◆ Texto fornecido:
● ● ● ● ● ● ●

1. Continuação da leitura do livro "Panteras à solta: No sul da Guiné uma companhia de tropas nativas defende a soberania de Portugal", de Manuel Andrezo, edição de autor, s/l, s/d [c. 2010/2020] , 445 pp. , il. [ Manuel Andrezo é o pseudónimo literário do ten gen ref Aurélio Manuel Trindade, ex-cap inf, 4ª CCAÇ / CCAÇ 6, Bedanda, jul 1965/jul 67, exemplar gentilmente facultado, a título de empréstimo, pelo cor inf ref Mário Arada Pinheiro] (*)
Embora o sargento não seja identificado pelo nome, deve tratar-se do 2º Sargento Mecânico Auto Rodolfo Valentim Oliveira, natural de Tavira, morto em 11 de agosto de 1965, um mês depois do Cap Inf Aurélio Manuel Trindade ter chegado a Bedanda.
Segundo o nosso coeditor e colaborador permanente Jorge Araújo, terá sido o 3º sargento a morrer no CTIG, de um total de 54 (**).
Escreve o autor do livro que temos vindo a citar:
(...) "Morreu em combate o sargento mecânico, um técnico excelente e um bom homem" (pág. 313).
O Manuel Andrezo (aliás. Aurélio Manuel Trindade) relata a seguir, sucintamente, as circunstâncias dessa morte para depois nos dar conta das suas fortes suspeitas sobre o soldado mecânico Fernandes, possível autor ou coautor do assassínio do 2º sargento mecânico da 4ª CCAÇ.
O sargento queria melhorar as condições de trabalho da oficina auto em Bedanda. Nomeadamente, queria construir uma plataforma com rampa para lavagem e melhor observação das viaturas. Para isso precisava de madeira. Pediu autorização ao capitão para ir cortar madeira nas proximidades do quartel, a 2 km, num sítio onde o pessoal costumava ir à lenha, e onde nunca até então houvera problemas. Teve o OK do capitão, desde que levasse segurança.

● ● ● ● ● ● ●

◆ Material:

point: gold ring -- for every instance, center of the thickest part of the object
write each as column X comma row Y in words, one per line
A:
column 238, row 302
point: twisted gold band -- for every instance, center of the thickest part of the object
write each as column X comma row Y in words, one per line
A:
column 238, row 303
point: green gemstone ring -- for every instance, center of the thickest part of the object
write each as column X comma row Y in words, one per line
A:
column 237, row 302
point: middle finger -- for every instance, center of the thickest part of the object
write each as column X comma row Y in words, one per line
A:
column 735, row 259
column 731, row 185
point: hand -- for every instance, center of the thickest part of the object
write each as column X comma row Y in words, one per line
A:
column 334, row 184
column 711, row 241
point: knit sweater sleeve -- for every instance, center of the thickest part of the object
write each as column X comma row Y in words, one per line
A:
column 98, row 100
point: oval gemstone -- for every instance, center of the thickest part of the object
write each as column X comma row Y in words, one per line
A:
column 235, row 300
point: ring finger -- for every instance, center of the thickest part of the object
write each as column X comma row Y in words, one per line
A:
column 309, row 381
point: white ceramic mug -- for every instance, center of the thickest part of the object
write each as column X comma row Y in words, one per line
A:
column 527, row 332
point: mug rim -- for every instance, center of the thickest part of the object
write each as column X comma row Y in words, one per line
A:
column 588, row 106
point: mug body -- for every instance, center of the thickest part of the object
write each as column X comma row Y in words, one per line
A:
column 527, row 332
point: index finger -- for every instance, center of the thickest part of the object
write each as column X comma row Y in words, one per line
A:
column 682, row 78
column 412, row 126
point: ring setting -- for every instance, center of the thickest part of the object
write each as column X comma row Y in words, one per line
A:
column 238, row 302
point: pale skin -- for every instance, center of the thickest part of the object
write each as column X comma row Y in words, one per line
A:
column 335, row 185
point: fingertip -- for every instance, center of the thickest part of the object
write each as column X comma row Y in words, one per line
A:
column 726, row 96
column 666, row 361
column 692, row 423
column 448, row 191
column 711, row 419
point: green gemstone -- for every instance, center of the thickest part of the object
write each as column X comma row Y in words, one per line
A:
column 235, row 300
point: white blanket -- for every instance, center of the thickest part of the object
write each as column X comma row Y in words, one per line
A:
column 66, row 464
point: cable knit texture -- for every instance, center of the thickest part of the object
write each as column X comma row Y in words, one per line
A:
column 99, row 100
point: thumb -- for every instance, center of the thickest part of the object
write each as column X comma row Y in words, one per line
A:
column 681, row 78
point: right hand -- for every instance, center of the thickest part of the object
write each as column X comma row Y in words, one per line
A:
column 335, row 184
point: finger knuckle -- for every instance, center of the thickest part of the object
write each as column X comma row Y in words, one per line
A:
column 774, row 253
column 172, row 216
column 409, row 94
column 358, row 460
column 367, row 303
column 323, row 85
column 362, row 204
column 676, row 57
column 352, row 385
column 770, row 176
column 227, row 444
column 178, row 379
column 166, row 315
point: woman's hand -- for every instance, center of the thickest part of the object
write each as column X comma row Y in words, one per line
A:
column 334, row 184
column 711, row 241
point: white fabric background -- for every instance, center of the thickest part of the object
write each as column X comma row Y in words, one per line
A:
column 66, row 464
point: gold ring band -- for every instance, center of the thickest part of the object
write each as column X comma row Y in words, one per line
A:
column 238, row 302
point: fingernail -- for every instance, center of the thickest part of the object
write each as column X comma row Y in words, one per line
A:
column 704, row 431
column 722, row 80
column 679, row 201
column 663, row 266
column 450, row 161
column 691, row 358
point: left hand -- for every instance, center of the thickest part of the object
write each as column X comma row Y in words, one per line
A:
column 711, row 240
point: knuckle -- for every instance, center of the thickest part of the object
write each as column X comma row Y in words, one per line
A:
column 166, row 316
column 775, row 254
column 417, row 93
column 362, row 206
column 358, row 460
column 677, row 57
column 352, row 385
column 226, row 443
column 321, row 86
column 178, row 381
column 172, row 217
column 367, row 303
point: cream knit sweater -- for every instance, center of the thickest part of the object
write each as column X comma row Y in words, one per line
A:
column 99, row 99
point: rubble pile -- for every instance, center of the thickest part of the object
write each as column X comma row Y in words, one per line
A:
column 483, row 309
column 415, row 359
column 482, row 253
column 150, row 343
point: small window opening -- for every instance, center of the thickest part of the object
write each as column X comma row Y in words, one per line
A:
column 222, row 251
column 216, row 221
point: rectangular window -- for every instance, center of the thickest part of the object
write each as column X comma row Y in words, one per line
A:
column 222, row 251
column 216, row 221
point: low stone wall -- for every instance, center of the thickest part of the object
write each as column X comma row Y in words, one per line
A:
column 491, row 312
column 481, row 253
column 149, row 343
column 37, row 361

● ● ● ● ● ● ●

◆ O que se pede:
1. Enumere todas as pessoas nomeadas no texto sobre a morte do sargento em Bedanda, juntando ao nome verdadeiro o pseudónimo quando o texto o indica.
2. No texto sobre a morte do sargento em Bedanda, que condição pôs o capitão para autorizar o corte de madeira?
Responda apenas com base no texto fornecido.

◆ Tarefas resolvidas:
1.
- Aurélio Manuel Trindade (pseudónimo literário: Manuel Andrezo)
- Mário Arada Pinheiro
- Rodolfo Valentim Oliveira
- Jorge Araújo
- Fernandes

2. O sargento tinha de levar segurança.